### Aufgabenstellung 1
Beantworte zum Interview über Aubameyangs Abschied aus Dortmund folgende Fragen:
(a) Wie viele Treffer in wie vielen Ligaspielen gelangen Aubameyang seit der Niederlage gegen Leipzig?
(b) Welches Alter wird für Aubameyang genannt?
(c) Zu welcher Zeit wollte er laut Interview bereits gehen?
### Aufgabenstellung 2
Gib aus dem Interview über Aubameyangs Abschied aus Dortmund den Abschnitt wortgetreu wieder, der mit "Selbstverständlich. Die nehme" beginnt und sich bis einschließlich "verlassen. Ihre Einschätzung?" erstreckt.

Das ist erstaunlich, Herr Dembowski! Sie haben am Deadline Day Zeit?

Selbstverständlich. Die nehme ich mir gerne. Die Menschen brauchen eine unabhängige Stimme. Die Menschen brauchen mich.

Pierre-Emerick Aubameyang wird Dortmund, wird die Liga verlassen. Ihre Einschätzung?

Mit Aubameyang geht ein Exzentriker, ein Paradiesvogel. Einer, der seine Hecke auch mal nicht geschnitten hat. Damit passte er auf Dauer nicht in die Bundesliga. Aubameyang begreift Fußball als Unterhaltung. Er lässt, wie man so schön sagt, auch mal alle Fünfe gerade sein, jubelt mal mit dieser und dann mit jener Maske. Er schlägt vor Freude Purzelbäume. Das hat nie gepasst. Aubameyang ist nie verletzt, lebt hoch professionell, liefert regelmäßig ab. Doch hier wurden nur seine goldenen Autos, seine extravaganten Outfits, seine Gang gesehen. Das ist nicht korrekt. Aubameyang war einer der größten Spieler der jüngeren Vereinsgeschichte. Für einen 28-jährigen erzielt er nun noch eine bemerkenswerte Ablösesumme.

Trotzdem geht er nun mit lautem Getöse. Wieder zerbricht etwas in Dortmund.

Er wollte bereits im Sommer gehen, und mit Beginn der großen Krise verlor er offensichtlich das Interesse. Wer will es ihm verübeln? Seit der genickbrechenden Niederlage gegen Leipzig gelangen ihm nur noch 3 Treffer in 8 Ligaspielen. Eine schlechte Quote bei insgesamt 98 Treffern in 144 Ligaspielen. Er wollte weg und in Dortmund war er längst ein Gesicht der Krise. Für einen Spieler wie Aubameyang ein nicht zu akzeptierender Zustand.

### Datenzeilen
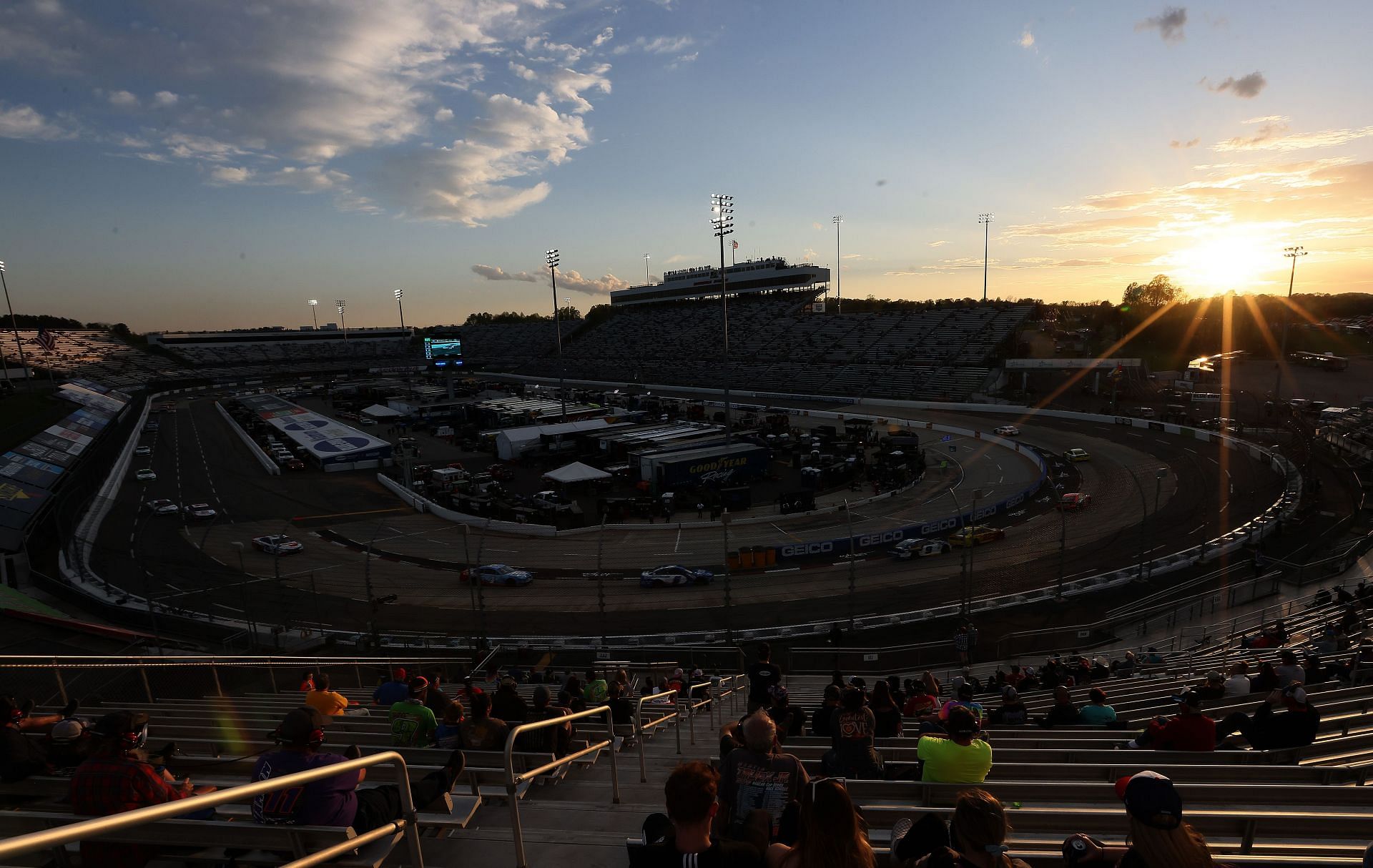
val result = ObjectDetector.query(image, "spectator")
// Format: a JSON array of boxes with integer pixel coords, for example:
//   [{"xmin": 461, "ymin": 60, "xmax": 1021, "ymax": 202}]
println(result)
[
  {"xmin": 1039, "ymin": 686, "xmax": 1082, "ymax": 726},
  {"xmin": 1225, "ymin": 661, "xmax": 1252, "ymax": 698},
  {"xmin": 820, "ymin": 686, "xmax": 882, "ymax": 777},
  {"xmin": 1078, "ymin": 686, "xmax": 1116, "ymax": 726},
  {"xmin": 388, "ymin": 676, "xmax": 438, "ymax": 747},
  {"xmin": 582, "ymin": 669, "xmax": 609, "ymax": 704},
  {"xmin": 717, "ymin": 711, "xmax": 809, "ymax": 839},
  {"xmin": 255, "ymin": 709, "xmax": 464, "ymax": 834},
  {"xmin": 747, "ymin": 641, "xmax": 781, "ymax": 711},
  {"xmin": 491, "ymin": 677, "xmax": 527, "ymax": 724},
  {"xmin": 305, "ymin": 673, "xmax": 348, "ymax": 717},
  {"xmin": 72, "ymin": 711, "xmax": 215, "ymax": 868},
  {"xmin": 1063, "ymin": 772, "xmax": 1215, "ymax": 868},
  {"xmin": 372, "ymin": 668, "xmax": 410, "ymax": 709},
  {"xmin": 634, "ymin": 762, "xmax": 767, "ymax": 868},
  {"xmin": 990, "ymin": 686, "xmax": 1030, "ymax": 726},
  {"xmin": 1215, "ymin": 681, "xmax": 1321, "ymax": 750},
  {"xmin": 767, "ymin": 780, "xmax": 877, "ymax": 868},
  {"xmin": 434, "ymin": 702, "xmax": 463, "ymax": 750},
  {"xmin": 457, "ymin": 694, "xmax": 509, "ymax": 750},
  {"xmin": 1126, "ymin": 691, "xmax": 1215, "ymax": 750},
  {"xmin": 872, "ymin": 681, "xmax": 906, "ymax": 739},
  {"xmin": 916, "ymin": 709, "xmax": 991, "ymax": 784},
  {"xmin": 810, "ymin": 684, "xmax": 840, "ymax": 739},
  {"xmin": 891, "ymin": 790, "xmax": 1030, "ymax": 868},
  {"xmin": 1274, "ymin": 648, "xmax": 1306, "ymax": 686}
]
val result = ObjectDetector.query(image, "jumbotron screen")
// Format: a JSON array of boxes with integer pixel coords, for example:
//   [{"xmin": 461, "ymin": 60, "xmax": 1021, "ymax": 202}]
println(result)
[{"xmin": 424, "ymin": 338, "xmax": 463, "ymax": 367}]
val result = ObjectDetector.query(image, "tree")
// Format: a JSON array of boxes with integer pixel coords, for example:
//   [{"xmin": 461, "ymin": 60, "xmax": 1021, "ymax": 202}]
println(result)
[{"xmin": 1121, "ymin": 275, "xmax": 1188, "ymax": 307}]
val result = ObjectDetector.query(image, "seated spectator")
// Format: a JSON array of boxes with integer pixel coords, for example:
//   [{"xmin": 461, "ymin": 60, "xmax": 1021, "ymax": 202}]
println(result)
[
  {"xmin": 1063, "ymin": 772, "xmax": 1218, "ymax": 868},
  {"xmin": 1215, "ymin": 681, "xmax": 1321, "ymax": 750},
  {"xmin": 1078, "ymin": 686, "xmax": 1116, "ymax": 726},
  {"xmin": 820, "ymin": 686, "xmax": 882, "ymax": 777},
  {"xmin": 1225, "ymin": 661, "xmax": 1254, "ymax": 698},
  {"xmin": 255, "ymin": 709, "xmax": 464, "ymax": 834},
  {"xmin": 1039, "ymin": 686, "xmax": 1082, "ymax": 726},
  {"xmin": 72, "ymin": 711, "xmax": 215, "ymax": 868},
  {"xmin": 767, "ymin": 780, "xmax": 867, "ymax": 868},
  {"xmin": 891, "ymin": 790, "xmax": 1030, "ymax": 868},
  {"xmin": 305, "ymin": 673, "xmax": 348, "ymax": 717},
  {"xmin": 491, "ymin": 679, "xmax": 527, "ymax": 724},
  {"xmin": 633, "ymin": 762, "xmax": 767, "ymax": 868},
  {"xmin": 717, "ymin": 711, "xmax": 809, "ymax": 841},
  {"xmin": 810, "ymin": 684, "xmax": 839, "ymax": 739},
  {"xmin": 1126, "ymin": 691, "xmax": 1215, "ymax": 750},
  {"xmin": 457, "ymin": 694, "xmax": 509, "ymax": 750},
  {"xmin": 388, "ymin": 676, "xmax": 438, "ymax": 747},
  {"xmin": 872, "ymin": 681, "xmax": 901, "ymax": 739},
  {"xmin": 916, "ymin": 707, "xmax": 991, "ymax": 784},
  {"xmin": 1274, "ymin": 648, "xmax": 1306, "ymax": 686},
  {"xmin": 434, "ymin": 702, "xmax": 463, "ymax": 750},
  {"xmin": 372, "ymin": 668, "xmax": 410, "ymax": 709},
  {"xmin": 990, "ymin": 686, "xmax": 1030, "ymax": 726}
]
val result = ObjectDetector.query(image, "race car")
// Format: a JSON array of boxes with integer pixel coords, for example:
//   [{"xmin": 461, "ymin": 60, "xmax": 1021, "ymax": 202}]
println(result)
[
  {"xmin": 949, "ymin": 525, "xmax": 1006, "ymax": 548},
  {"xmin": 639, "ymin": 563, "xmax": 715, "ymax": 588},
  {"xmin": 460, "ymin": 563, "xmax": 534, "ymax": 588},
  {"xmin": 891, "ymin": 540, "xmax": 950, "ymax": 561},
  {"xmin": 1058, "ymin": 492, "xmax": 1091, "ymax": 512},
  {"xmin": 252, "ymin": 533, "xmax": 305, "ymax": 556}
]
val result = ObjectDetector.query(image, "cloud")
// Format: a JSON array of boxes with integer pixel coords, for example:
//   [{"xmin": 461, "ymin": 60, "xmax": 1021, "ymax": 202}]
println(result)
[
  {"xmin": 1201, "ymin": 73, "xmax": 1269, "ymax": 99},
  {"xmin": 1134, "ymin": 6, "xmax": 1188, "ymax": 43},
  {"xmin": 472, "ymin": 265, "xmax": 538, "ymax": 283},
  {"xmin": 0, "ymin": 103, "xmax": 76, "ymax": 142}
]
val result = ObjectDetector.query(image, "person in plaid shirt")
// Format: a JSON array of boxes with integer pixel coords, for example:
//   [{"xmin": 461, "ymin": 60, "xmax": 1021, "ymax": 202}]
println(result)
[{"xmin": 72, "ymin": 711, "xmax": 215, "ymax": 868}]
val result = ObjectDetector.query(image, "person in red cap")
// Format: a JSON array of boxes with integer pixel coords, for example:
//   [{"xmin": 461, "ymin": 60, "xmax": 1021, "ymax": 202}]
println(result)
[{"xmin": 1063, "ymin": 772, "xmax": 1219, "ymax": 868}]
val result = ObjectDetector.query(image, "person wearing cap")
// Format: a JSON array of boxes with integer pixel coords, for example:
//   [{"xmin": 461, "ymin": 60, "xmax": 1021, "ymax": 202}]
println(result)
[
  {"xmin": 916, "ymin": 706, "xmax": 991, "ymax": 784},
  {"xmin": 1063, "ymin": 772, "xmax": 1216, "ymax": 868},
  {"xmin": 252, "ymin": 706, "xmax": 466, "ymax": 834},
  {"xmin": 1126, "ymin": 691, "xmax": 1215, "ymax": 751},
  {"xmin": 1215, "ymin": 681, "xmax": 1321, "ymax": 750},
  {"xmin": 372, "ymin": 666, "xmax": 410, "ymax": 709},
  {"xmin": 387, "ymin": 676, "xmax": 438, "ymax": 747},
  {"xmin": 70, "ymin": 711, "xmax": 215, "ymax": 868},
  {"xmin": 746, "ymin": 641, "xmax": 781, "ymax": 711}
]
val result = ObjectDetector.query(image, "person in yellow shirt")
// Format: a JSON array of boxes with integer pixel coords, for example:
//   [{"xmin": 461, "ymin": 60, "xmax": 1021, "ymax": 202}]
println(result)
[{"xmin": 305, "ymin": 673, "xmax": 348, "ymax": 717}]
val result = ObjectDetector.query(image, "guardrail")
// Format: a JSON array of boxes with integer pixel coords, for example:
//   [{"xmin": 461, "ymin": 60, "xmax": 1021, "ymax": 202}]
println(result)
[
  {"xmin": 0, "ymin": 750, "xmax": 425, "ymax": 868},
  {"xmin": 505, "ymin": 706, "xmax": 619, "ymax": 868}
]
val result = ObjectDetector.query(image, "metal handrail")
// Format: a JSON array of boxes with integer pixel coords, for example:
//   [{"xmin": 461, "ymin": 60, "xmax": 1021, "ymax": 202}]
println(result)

### Schriftliche Antwort 1
(a) Ihm gelangen 3 Treffer in 8 Ligaspielen.
(b) Er ist 28 Jahre alt.
(c) Er wollte bereits im Sommer gehen.

### Schriftliche Antwort 2
Selbstverständlich. Die nehme ich mir gerne. Die Menschen brauchen eine unabhängige Stimme. Die Menschen brauchen mich.

Pierre-Emerick Aubameyang wird Dortmund, wird die Liga verlassen. Ihre Einschätzung?